Write out every line of the entries below word for word, omitting the pictures.

Location labeling records
_ _ _ _ _ _ _

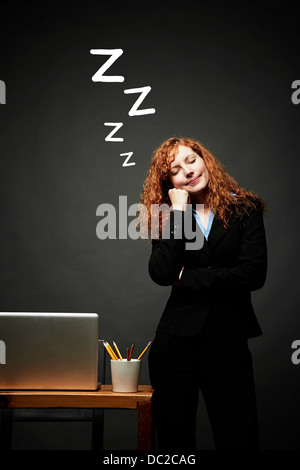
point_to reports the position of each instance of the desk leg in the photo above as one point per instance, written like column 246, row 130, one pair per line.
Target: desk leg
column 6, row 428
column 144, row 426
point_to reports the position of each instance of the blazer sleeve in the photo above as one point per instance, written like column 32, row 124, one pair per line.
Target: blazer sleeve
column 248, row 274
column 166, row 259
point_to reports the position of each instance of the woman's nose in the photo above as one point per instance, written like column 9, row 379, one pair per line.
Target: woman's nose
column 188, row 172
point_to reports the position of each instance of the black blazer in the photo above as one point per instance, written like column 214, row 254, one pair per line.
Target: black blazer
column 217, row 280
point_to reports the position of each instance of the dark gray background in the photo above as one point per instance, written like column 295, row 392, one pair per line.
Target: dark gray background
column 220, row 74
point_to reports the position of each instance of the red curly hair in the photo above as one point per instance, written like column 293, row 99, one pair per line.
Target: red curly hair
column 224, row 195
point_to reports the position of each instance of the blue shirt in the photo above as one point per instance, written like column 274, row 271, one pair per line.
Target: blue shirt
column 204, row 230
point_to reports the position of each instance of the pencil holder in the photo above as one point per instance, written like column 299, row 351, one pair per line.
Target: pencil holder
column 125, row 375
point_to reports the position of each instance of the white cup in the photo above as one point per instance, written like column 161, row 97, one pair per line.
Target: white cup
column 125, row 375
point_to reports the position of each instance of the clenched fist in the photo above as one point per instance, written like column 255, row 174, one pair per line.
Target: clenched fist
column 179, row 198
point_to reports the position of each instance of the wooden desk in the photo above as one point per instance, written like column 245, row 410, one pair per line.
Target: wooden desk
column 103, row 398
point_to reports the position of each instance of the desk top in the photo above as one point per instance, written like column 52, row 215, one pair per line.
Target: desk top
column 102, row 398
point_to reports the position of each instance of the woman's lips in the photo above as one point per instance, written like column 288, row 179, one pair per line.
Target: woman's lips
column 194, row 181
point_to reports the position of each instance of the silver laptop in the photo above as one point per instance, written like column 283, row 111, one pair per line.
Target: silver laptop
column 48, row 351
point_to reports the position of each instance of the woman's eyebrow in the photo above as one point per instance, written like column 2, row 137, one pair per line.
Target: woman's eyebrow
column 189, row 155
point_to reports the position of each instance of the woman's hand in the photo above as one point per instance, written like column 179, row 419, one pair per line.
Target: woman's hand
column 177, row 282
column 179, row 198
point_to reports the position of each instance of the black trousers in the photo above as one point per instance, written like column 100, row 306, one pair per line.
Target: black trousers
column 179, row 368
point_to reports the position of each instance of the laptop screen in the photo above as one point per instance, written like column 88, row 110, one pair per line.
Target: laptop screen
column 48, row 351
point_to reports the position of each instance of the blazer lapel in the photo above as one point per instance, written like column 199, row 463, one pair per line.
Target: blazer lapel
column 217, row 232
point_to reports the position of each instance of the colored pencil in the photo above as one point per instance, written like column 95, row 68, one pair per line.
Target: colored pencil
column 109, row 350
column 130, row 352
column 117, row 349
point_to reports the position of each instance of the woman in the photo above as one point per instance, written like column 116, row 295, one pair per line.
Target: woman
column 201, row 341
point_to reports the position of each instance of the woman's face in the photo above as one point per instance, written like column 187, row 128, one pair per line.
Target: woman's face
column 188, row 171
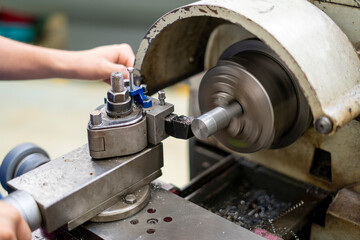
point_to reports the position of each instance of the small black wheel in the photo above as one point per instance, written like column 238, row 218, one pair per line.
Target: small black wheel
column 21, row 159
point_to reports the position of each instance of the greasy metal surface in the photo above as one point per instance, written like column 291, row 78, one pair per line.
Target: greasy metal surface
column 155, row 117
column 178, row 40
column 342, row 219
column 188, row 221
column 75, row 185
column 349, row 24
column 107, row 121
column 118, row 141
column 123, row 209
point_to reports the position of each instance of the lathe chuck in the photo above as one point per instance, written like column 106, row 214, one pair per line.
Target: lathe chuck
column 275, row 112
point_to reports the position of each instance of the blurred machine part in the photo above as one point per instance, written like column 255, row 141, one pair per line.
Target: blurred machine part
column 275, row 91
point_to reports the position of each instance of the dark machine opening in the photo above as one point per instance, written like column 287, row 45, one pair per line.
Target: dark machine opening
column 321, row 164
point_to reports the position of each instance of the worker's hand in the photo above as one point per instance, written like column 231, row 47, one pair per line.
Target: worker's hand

_ _ _ _ _ _ _

== Solution to this problem ==
point_to reports the position of each instance of the desk leg in the photo above as one point per instance, written like column 246, row 130, one pair per line.
Target: desk leg
column 6, row 428
column 144, row 426
point_to reports the position of each instance of the blazer sleeve in the photo above as one point per instance, written like column 32, row 124, one pair per line.
Target: blazer sleeve
column 248, row 274
column 166, row 259
point_to reports the position of each instance of the woman's nose in the photo above as one point per instance, written like column 9, row 379, one pair per line.
Target: woman's nose
column 188, row 172
point_to reports the position of each instance of the black blazer in the photo above as one point per instance, written like column 214, row 254, one pair per line.
Target: black blazer
column 217, row 280
point_to reports the position of each instance of the dark gray background in the photo above as one point per instance, written like column 295, row 392, one pair per line.
Target: dark gray background
column 220, row 74
point_to reports the position of each instance of the red curly hair in the photo above as one point per instance, written like column 293, row 99, one pair per line.
Target: red curly hair
column 224, row 195
point_to reports the position of each instance of the blue shirt in the photo above as one point per instance, written like column 274, row 271, one pair per line.
Target: blue shirt
column 204, row 230
point_to reports the position of each instance of the pencil holder in the photo above as one point per instance, written like column 299, row 351, one pair per line.
Target: pencil holder
column 125, row 375
point_to reports the position of each instance of the white cup in the photo above as one point per instance, written like column 161, row 97, one pair per line.
Target: white cup
column 125, row 375
point_to reports the position of each instance of the clenched fist in the photo above as one point per instance, written like column 255, row 174, one pair per line.
Target: clenched fist
column 179, row 198
point_to reports the position of each instance of the wooden desk in the photo above as one point per instance, written like column 245, row 410, one pair per line.
Target: wooden desk
column 103, row 398
point_to reports the position of each instance of the desk top in the photo above as one point per instance, written like column 52, row 215, one pair per line.
Target: desk top
column 102, row 398
point_to reports the position of each instance of the woman's lips in the photo above as one point per instance, written like column 288, row 179, one pair per line.
Target: woman's lips
column 194, row 181
point_to reports the position of each instance of the silver laptop in the photo above as one point per instance, written like column 283, row 111, one pair per line.
Target: silver laptop
column 48, row 351
point_to reports the position of each instance of the woman's eyebrow in the photo above as one point per instance, written like column 2, row 137, one pair per line.
Target: woman's eyebrow
column 189, row 155
point_to reports the position of each instance of the woman's hand in the photo above as one point per instance, written like column 179, row 419, one pair per line.
Target: woman's hand
column 177, row 282
column 179, row 198
point_to reports the position of each instance of the black trousers in the photo above as one point per instance, written like column 100, row 306, one pair per line.
Target: black trousers
column 179, row 368
point_to reports the position of each instance of the laptop screen in the photo above as one point per instance, written like column 88, row 110, one pair per line.
Target: laptop screen
column 48, row 351
point_to reports the position of each instance of the blazer lapel in the photo above as one point per instance, written like column 199, row 463, one pair per line.
Target: blazer lapel
column 217, row 232
point_to reports the position of each instance of the colored pencil in the photo above as one point per instance, written like column 95, row 68, one pair per line.
Target: colored pencil
column 109, row 350
column 130, row 352
column 117, row 349
point_to reports the position of each instance of the woman in the photo above as one point per instance, written like column 116, row 295, one pair per line.
Target: woman
column 201, row 341
point_to reports the position of each instance of the woman's face in the photo above as one point per instance, written like column 187, row 128, one pair per line.
Target: woman's face
column 188, row 171
point_to reports the position of each instance of the small black wheel in the photo above as one point per instance, written like column 238, row 218, one pair per line.
Target: small black wheel
column 21, row 159
point_to reports the position of each instance of the greasy metal surface in the photo above as one point per instance, written like column 291, row 78, one pair per line.
Target: greasy metal surface
column 155, row 117
column 178, row 40
column 342, row 219
column 188, row 221
column 75, row 185
column 349, row 24
column 107, row 121
column 118, row 141
column 123, row 209
point_to reports the position of each instance of the lathe chuck in the photo above as one point per instance, written like column 106, row 214, one pair per line.
Target: lathe chuck
column 275, row 112
point_to reports the position of each instance of the blurred machine part in the photo above as one point per instance, written like column 255, row 141, one pair per line.
Target: blurred machine part
column 275, row 91
point_to reports the position of each instance of the dark machine opening in the photo above as one point per instance, written like column 287, row 45, one pair per line.
Target: dark machine opening
column 321, row 164
point_to reports the position of each instance of the worker's hand in the photo above as one point per instance, written like column 231, row 47, one pair per line.
Target: worker's hand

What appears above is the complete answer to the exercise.